Em todas as eleições vê-se presente a manipulação eleitoral dos trabalhadores e das classes médias em favor das teses da extrema direita política, que tem como ponta de lança a agitação de rua promovida pelos partidos neonazifascistas. Este tipo de extremismo reflete os sombrios anos 30 do século passado. É um tempo que permanece na consciência ética da Europa pelos desastres históricos, sociais, políticos e humanitários que provocou
Por Celso Japiassu 21/12/2020 15:23
O ano que assistimos findar teve início com a Europa sob a sombra do Brexit, executado pelo governo de direita que defendera nas ruas o que foi considerado um salto na escuridão. O economista francês Thomas Piketty lembrou que, no referendo que aprovara a saída do Reino Unido da União Europeia, apenas 30% que representavam os mais favorecidos em termos de rendimentos, educação e patrimônio votaram para permanecer unidos ao continente. Os outros 70% votaram contra. E adverte que há um divórcio entre as classes trabalhadoras, a classe média, a construção da Europa e a globalização.

Tarefas e exercícios:
A - Liste todos os tipos de desastres que, segundo o texto sobre a extrema direita e o Brexit, os anos 30 do século passado provocaram.
B - Dê a continuação do texto sobre a extrema direita e o Brexit, começando logo após a última frase.
As linhas a seguir não são necessárias.

Material extraído:

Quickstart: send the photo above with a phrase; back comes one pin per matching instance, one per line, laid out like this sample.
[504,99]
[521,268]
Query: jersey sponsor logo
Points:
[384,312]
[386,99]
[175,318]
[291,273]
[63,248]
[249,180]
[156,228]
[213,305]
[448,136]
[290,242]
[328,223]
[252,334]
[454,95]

Resultados das tarefas:
A - Históricos, sociais, políticos e humanitários.

B -
É um tipo de contradição que se verifica em outros países europeus e também pelo mundo afora. Em todas as eleições vê-se presente a manipulação eleitoral dos trabalhadores e das classes médias em favor das teses da extrema direita política, que tem como ponta de lança a agitação de rua promovida pelos partidos neonazifascistas. Este tipo de extremismo reflete os sombrios anos 30 do século passado. É um tempo que permanece na consciência ética da Europa pelos desastres históricos, sociais, políticos e humanitários que provocou.
A militância democrática teme a ressureição dessas ideias e os novos desastres que podem provocar. Elas são uma concreta ameaça à aposta da União Europeia num futuro de paz em um continente marcado pelas tragédias humanas das quais foi palco privilegiado.
A difícil maioria espanhola
No começo do ano, a 7 de janeiro, é que foi finalmente formado o novo governo de centro esquerda na Espanha, depois de meses de impasse até se chegar a um mínimo consenso.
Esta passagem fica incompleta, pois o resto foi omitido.